* What the task asks:
Copy the lines below without any change, starting with the line that contains "Help me locate the black shutter" and ending with the line that contains "247,412 -> 296,495".

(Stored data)
+++

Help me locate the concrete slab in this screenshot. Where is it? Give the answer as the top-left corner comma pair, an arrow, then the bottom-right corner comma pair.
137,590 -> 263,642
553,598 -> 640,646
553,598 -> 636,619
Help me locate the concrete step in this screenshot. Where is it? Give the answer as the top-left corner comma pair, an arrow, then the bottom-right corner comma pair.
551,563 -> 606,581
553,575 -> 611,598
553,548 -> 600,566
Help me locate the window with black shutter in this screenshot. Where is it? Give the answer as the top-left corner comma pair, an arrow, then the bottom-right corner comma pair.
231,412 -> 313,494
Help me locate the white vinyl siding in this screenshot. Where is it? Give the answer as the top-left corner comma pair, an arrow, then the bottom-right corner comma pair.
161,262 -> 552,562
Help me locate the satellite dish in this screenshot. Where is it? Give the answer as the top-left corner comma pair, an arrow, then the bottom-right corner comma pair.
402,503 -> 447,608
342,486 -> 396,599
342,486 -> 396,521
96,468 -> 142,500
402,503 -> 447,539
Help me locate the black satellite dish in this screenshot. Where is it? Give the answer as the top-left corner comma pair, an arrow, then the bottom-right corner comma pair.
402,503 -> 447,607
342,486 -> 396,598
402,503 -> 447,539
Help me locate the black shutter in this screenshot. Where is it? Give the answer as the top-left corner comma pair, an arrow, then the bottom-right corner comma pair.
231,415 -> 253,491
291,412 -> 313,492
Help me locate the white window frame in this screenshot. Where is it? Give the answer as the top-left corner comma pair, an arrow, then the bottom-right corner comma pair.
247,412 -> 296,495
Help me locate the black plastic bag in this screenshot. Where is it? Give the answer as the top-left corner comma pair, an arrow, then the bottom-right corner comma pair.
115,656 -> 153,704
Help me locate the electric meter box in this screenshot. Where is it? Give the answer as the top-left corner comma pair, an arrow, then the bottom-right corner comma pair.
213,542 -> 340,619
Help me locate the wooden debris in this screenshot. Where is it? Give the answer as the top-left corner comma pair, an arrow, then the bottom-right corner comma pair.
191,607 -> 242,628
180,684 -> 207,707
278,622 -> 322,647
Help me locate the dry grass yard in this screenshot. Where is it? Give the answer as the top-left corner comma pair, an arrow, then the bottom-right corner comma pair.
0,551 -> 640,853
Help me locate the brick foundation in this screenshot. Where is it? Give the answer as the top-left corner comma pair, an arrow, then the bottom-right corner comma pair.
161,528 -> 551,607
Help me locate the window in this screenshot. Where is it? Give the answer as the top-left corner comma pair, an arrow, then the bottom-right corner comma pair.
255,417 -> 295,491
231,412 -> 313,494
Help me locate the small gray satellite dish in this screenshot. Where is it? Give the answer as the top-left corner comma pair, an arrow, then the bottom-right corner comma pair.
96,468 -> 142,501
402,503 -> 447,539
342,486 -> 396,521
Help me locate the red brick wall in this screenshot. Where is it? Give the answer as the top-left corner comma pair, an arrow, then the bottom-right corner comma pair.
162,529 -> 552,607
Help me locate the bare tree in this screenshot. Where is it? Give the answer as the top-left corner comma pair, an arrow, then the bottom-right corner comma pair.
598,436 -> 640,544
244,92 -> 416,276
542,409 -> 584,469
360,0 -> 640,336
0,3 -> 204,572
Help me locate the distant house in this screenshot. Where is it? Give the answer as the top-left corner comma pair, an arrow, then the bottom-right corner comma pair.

+++

* The result:
Help me locate the black shutter in this screenshot. Where is it? Give the answer as the top-left corner comma pair, an arrow, then the bottom-right corner comma pair.
231,415 -> 253,491
291,412 -> 313,492
Help me locate the white window frame in this screenshot. Where is it? Give the answer as the top-left corner comma pair, an arrow, then the bottom-right corner comma pair.
247,412 -> 296,495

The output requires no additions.